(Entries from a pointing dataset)
================================

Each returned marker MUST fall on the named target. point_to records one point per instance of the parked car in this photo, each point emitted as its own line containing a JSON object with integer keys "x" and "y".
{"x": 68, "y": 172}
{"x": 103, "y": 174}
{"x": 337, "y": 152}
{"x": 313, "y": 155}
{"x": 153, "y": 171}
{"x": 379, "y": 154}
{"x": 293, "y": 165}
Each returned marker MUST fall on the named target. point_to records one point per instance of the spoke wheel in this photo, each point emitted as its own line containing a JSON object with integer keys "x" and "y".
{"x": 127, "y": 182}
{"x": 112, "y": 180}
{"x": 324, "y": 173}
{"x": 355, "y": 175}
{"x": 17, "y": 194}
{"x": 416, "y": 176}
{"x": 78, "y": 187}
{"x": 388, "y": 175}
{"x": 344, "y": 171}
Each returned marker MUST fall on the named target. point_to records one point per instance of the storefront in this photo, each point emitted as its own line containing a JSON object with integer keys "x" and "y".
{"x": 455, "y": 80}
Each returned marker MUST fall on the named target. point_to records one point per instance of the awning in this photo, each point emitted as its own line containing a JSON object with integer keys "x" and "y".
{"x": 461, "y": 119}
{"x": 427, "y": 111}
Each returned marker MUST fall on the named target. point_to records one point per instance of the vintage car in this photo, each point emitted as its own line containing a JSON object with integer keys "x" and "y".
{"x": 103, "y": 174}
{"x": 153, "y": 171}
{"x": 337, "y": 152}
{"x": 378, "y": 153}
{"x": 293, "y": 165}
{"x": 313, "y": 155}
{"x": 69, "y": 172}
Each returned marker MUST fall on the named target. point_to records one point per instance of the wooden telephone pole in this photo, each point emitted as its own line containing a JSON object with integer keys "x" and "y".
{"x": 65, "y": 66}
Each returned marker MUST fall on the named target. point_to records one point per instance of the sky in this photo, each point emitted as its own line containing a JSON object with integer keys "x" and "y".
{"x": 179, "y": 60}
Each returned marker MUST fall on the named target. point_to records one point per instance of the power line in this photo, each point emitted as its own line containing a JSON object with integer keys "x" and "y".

================================

Exercise instructions
Reproduce every one of the records above line for line, with no changes to any character.

Finished exercise
Each returned marker MUST fall on the named target. point_to records one point per instance of the parked car in this photo, each point emitted as its own line containing a JSON object with integer keys "x" and "y".
{"x": 68, "y": 172}
{"x": 103, "y": 174}
{"x": 337, "y": 152}
{"x": 313, "y": 155}
{"x": 153, "y": 171}
{"x": 379, "y": 154}
{"x": 293, "y": 165}
Each returned marker MUST fall on the named target. point_to records one point per instance of the spoke wheel in this photo, each point emitted as its own line containing a JSON object with integer keys "x" and "y".
{"x": 127, "y": 182}
{"x": 112, "y": 180}
{"x": 324, "y": 173}
{"x": 355, "y": 175}
{"x": 17, "y": 194}
{"x": 416, "y": 176}
{"x": 78, "y": 187}
{"x": 388, "y": 175}
{"x": 344, "y": 171}
Each returned marker MUST fall on the named target. point_to records one point per instance of the storefront in this photo, each point emitted as its own line containing a JSON object with integer keys "x" and "y".
{"x": 455, "y": 80}
Each returned marker MUST fall on the named target. point_to records one point per instance of the awning in this photo, each point emitted as its own line containing a JSON object with integer keys "x" and "y".
{"x": 461, "y": 119}
{"x": 427, "y": 111}
Each returned marker MUST fall on the named target. point_to records one point per instance of the vintage car in this photo, each point emitted as its own line containing a JSON object with integer keys "x" and "y".
{"x": 103, "y": 174}
{"x": 153, "y": 171}
{"x": 337, "y": 152}
{"x": 378, "y": 153}
{"x": 293, "y": 165}
{"x": 313, "y": 155}
{"x": 69, "y": 172}
Each returned marker MUST fall on the named target. point_to records one point per instance of the wooden telephone pole in this photo, each point emitted as its own line containing a JSON object with integer keys "x" and "y".
{"x": 65, "y": 66}
Each returned marker MUST fall on the named target. point_to records one point per instance of the sky in this photo, each point emitted as its own line containing a JSON object with integer keys "x" and "y".
{"x": 179, "y": 60}
Each returned marker MUST fall on the named target. point_to records one point per instance of the power line in this photo, each point emitted as its own line containing a JSON object with integer keys "x" and "y".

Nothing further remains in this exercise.